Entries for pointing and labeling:
•••••

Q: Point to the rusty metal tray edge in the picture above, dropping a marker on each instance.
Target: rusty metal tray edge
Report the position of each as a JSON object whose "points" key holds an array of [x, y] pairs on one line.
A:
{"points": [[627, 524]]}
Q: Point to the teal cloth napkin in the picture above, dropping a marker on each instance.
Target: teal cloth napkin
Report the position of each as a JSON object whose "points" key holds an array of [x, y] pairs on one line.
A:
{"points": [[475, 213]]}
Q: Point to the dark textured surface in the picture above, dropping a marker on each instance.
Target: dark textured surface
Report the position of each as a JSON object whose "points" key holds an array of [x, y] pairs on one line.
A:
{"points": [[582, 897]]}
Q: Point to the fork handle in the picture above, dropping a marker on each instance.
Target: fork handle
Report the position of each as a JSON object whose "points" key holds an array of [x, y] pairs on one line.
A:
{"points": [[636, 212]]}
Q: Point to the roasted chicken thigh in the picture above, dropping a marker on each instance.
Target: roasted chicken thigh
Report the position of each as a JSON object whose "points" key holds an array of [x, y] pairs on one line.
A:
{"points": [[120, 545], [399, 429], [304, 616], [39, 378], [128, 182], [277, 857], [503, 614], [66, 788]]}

•••••

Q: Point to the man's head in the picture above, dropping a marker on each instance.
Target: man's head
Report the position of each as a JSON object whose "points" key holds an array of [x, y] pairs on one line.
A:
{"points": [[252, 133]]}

•••••

EXERCISE OBJECTIVE: List each line of the entries above that contains the word "tray", copying every such line in full.

OUTPUT BELOW:
Q: Point to the rusty metal tray edge in the picture above, dropping a marker on each instance.
Target: rusty metal tray edge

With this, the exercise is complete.